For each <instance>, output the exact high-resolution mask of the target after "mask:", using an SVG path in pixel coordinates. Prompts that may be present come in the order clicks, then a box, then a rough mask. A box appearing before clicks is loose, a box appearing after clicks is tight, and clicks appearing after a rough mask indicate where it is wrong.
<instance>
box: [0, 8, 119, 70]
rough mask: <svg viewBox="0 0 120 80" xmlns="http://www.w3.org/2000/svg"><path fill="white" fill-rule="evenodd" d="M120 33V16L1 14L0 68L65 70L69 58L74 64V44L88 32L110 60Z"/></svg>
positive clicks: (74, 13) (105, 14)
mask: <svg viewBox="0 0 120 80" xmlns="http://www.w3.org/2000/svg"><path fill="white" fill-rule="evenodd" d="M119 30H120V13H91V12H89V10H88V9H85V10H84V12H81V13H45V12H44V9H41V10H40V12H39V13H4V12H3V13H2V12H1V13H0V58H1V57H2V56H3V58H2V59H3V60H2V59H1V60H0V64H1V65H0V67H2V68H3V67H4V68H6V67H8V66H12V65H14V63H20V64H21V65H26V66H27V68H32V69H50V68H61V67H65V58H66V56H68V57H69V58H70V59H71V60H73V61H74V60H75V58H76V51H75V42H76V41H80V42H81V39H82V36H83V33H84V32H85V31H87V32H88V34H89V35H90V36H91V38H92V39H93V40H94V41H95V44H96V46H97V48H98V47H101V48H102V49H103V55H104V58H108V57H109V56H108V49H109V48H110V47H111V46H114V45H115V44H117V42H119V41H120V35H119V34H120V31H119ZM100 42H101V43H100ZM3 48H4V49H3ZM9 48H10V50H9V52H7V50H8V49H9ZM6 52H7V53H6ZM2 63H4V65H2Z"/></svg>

• • • • •

Task details
Give the number of lines in the entries that hold the string "instance", and add nothing else.

Task response
2